(Passage to read):
++++

Next stop was Whole Foods. Again, busier  than usual, carts a little fuller than usual,  but nothing indicating that the world was at risk for turning on its ear. Not unlike getting ready to hunker down for a storm.

And then Costco for fish, cheese, pasta, and a few other items that make life pleasant. If you can think what would happen if an imminent blizzard and the zombie apocalypse happened the day after Thanksgiving, you get the idea.

I nearly kissed the driveway when I came home.

You know those shoppers who discretely peek into others’ carts and quietly pass judgement on the contents? You caught me. I’m one of them.  I try not to. I understand that not everyone has the blessings of socioeconomic circumstances that I have and may not have the same taste that I do, but there are times.

Such as the Costco shopper who navigated a flat cart–one of the ones that’s used to haul plywood or other items that don’t fit into regular carts–full of mostly junk foods.

Such as this past Thursday. After a self care appointment, I made a shopping trip to stock up on nonperishables at Trader Joe’s: chocolate, tomato soup, pizzas, and a few extra cans of beans and tomatoes. Oh, and olive oil and tahini. And try to score that most precious commodity, toilet paper. They were out, but no big deal. I took my place in line, then reflexively glanced at the cart in front of mine.

The guy in front of me had twenty four  (24) tubs of tofu, a dozen bags of frozen hash browns, and five bags of rice.

And this is after I had chosen to get the no-sodium tomato soup because there were only two cartons left of the regular. I can add my own salt, and someone might have a picky eater who wouldn’t deal well with the no-sodium soup.  Not a big deal.

++++

(Given problem): According to the shopping passage, what was in the cart of the man in line ahead of the writer at Trader Joe's? The rows that come next are separate material unrelated to the shopping passage.

(Data lines):
++++

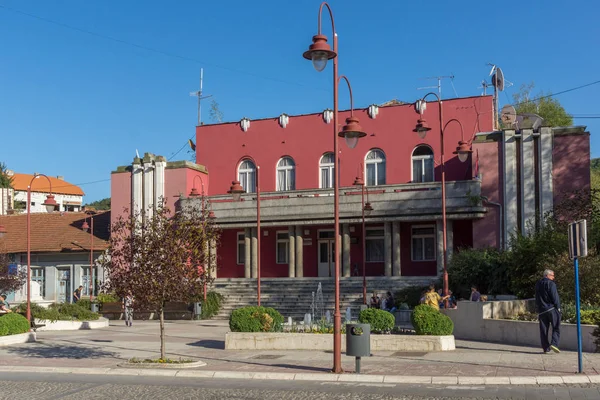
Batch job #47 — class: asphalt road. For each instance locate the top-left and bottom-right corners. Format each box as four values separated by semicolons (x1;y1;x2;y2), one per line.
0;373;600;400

++++

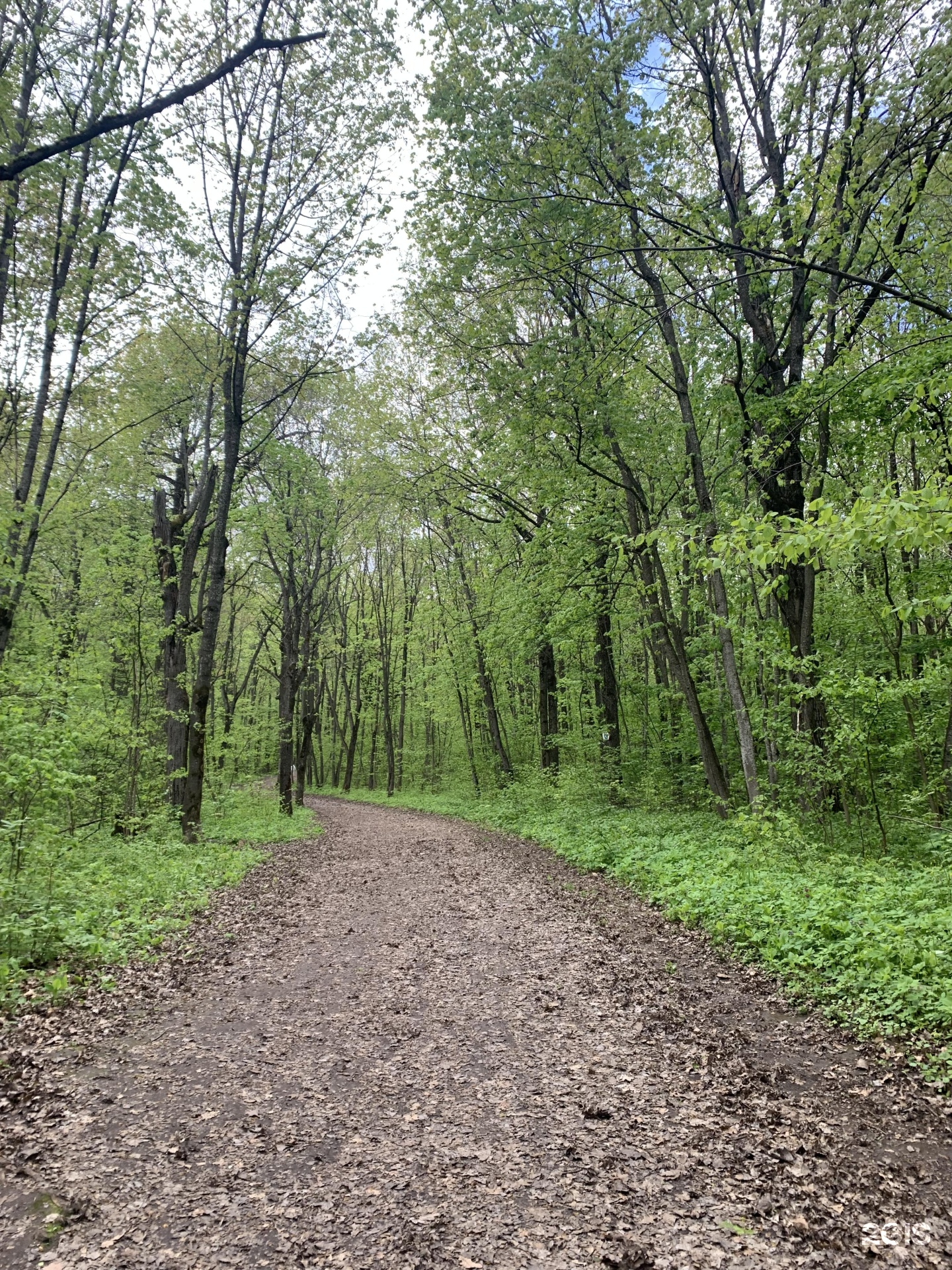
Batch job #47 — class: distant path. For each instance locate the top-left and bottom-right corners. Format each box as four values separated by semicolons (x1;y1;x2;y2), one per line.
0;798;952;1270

++++

(Result of this exercise): Twenty-four tubs of tofu, a dozen bags of frozen hash browns, and five bags of rice.